### DATA SUPPLIED:

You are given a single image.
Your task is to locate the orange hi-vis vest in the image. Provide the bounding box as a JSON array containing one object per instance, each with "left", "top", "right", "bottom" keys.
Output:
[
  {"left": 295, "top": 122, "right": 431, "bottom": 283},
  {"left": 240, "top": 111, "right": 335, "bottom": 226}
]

### GOAL:
Present every line of the records above as a Markdown table with the columns Row and Line, numbering each row and omitting blank lines.

### RESULT:
| Row | Line |
|---|---|
| 1 | You are given a single image. |
| 2 | Your task is to locate the orange hi-vis vest in the image. Provide the bounding box as a JSON array containing one object per instance, each with "left", "top", "right", "bottom" keys. |
| 3 | Output: |
| 4 | [ |
| 5 |   {"left": 295, "top": 122, "right": 431, "bottom": 283}, |
| 6 |   {"left": 240, "top": 111, "right": 335, "bottom": 226} |
| 7 | ] |